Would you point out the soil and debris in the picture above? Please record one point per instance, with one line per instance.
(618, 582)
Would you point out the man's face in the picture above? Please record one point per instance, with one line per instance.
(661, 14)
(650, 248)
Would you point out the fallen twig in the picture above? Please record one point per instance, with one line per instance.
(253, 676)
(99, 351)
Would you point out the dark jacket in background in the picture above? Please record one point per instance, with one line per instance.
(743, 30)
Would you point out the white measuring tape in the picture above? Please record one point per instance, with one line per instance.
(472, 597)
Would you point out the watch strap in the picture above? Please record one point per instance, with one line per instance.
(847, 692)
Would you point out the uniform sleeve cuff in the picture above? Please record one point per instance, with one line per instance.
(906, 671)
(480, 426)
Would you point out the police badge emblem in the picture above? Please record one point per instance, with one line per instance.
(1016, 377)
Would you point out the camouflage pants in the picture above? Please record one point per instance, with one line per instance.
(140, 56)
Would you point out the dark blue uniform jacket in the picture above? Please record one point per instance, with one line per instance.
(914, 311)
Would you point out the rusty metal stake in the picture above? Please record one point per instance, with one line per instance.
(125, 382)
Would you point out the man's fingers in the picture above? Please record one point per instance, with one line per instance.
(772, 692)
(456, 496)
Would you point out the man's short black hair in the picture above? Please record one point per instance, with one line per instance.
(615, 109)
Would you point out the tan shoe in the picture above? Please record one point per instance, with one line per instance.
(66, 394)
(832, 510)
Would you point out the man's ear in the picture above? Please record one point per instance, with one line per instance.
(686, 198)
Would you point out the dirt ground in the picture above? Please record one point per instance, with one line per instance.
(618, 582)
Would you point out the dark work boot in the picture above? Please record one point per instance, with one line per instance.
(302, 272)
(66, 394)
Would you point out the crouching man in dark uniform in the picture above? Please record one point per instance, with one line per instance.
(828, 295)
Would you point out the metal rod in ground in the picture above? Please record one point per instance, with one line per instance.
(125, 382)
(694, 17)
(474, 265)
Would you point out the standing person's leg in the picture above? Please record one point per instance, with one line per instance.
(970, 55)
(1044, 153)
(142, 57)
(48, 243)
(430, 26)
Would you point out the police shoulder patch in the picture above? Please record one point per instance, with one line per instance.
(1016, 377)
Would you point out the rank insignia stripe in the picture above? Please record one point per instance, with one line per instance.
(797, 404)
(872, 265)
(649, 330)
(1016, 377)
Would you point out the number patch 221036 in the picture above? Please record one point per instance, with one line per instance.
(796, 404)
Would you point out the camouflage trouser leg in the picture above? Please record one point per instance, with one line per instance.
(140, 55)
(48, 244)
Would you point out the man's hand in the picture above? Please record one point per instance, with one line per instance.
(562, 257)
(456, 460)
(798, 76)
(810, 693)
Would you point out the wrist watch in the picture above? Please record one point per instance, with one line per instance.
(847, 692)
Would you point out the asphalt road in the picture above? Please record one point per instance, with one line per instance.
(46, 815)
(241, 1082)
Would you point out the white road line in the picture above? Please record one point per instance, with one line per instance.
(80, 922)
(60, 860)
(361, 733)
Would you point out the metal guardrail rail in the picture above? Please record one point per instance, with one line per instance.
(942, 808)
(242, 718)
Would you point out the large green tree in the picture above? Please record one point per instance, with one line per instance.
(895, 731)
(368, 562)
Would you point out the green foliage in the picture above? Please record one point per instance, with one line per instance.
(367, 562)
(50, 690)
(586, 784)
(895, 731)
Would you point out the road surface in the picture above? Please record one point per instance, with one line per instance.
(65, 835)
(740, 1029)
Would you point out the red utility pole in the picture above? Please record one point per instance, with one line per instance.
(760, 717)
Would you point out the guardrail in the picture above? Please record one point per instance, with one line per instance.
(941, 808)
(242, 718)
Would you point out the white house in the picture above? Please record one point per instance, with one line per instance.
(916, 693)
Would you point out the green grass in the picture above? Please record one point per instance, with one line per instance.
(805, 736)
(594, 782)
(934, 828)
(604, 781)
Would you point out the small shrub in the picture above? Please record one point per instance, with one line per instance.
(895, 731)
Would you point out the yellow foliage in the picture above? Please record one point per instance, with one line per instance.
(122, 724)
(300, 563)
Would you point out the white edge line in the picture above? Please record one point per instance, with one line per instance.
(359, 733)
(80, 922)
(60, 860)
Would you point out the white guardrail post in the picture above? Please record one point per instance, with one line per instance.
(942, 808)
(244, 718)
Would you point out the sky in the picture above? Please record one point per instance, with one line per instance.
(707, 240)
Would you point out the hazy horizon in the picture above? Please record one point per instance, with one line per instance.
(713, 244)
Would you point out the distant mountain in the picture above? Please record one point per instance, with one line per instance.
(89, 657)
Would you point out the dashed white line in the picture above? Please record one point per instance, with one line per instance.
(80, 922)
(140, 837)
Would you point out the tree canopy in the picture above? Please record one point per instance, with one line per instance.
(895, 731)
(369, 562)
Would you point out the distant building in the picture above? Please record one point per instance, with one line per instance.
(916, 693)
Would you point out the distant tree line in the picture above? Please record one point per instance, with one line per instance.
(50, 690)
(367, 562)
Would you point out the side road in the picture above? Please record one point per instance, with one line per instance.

** What is expected **
Line by line, copy the records exactly.

** Answer to this problem **
Would you point out the soil and debris in the picture above? Please record one point per instance, with one line per instance.
(618, 582)
Would you point out the man's face in the picture above? Please record one point per instance, with one line per instance.
(661, 14)
(650, 248)
Would you point out the fallen twig in the picture above? Please record one point per instance, with one line per instance.
(253, 676)
(99, 351)
Would you point out the dark jacket in background in the picture above? Please record one point per instance, with one line per instance.
(743, 30)
Would you point out the white measuring tape in the picture above? Please record one point per instance, with one line per instance.
(472, 597)
Would you point out the watch strap in the picture above? Please record one point per instance, with one line per instance.
(847, 692)
Would you point out the uniform sleeve cuff in the picture above? Please record one point per instance, with one line per instance.
(906, 671)
(480, 426)
Would you point out the police badge emblem in the picture above? Please record one point per instance, with one line per instance.
(1016, 377)
Would you point out the camouflage pants in the picture above? Please record one point per instance, with one line per instance.
(140, 56)
Would you point out the dark blue uniform jacket in the picture above? Please record one point per instance, with one line per instance.
(914, 311)
Would you point out the rusty metal stake in the picture above? Please record one point per instance, with one line per instance.
(125, 382)
Would you point out the man's fingers in the picture above? Please record one point per instance, with one line per instance.
(772, 692)
(456, 496)
Would you point out the man's short black hair in the picture above? Please record one point per instance, with one line per instance.
(615, 109)
Would you point out the tan shoe in the picture above? Please record one point per instance, with one line per instance.
(66, 394)
(832, 510)
Would you point out the man's ear in the picture above? Please record one point per instance, with one line per instance.
(686, 198)
Would you point out the dirt ground in the picture above? Please record one point per instance, with one line per instance.
(618, 582)
Would you point out the dark work boot in the picture above? Please record one point per instance, with one line per instance.
(302, 272)
(66, 394)
Would you point out the crouching man in dark uniform in the picture above? Please record one point per instance, with one line per instance.
(828, 295)
Would you point out the metal rod in ground in the picture above? Please record one point per instance, with one line per instance.
(125, 382)
(694, 17)
(474, 265)
Would you point out the standing person's leg in the picture above? Please record one point per instance, with one line per instance.
(970, 55)
(1044, 153)
(142, 57)
(48, 243)
(430, 26)
Would you point out the police shoulder patch in the picture above? Please record one point per instance, with one line per instance.
(1016, 377)
Would you point out the rank insignia stripe in the picture above? Please record one point per instance, with one line per instance.
(797, 404)
(872, 265)
(649, 330)
(1016, 377)
Would you point out the number patch 221036 in the picture above? Please record one point per instance, with one line per instance.
(796, 404)
Would you point out the camouflage trouser leg in the picture above? Please record one point per instance, with one line per instance.
(140, 55)
(48, 244)
Would you point out the man's hand in the picture above? Please record one point per instance, with one line per instance.
(562, 257)
(456, 460)
(798, 76)
(810, 693)
Would you point out the wrist watch in the picture above? Please record one point per instance, with one line per instance.
(847, 692)
Would you point out the asphalt road in the picture above? Please record one point per instance, with one line per instance.
(46, 815)
(241, 1082)
Would you point out the white road line in the picture above? Please record one point per instance, with one line per instance.
(80, 922)
(60, 860)
(361, 733)
Would you point out the metal guardrail rail in the picture above? Please record one point per instance, with one line per instance.
(942, 808)
(242, 718)
Would you point out the large green tree in the picture above? Please record one point per instance, with one line per instance.
(895, 731)
(368, 562)
Would you point out the green foliage in the picture above? Please record one point per instance, with one line per instance.
(367, 562)
(50, 690)
(586, 784)
(895, 731)
Would you point out the road surface in the picture above? Please record one point per instance, with one line per instance.
(65, 835)
(740, 1029)
Would you point out the red utility pole in the picture above? Please record one point per instance, with one line per instance.
(760, 717)
Would you point out the guardrail in the picture above? Please record one point per instance, with one line per instance.
(941, 808)
(242, 718)
Would you point out the white house in the picture above? Please record one point per instance, with one line per instance.
(916, 693)
Would you point out the green grass in the picture above? Please record one point per instance, with one line per instance.
(805, 736)
(594, 782)
(934, 828)
(604, 781)
Would you point out the small shrub in the picture above? Please record one point per instance, with one line per instance.
(895, 731)
Would you point out the yellow foliage in the picture above? Please record one point per instance, with one line per instance.
(122, 724)
(300, 563)
Would you point out the white edge line in the picture above? Please record one point per instance, with one line per instance.
(359, 733)
(80, 922)
(60, 860)
Would you point out the white guardrail post in the picture above? Please record one point per instance, with one line per instance.
(942, 808)
(244, 718)
Would you point out the sky in the picture above? Please record one point per instance, with one line per instance.
(707, 240)
Would you point out the hazy horizon in the picture above? Please record one point per instance, with one line per instance.
(713, 244)
Would you point out the distant mountain in the picture above? Please record one point per instance, with one line per instance.
(89, 657)
Would you point out the dashed white line in the picture above? Please record one point per instance, with one line per instance.
(80, 922)
(140, 837)
Would you point out the tree canopy in the picture above? Please record one point per instance, with one line per instance.
(895, 731)
(369, 562)
Would you point out the distant building in the picture above? Please record one point per instance, with one line per instance.
(916, 693)
Would you point out the distant tree line in the picture above? Please record one point per instance, with one line per instance.
(50, 690)
(367, 562)
Would you point out the side road in the picture above? Please record one point per instance, with one line per instance.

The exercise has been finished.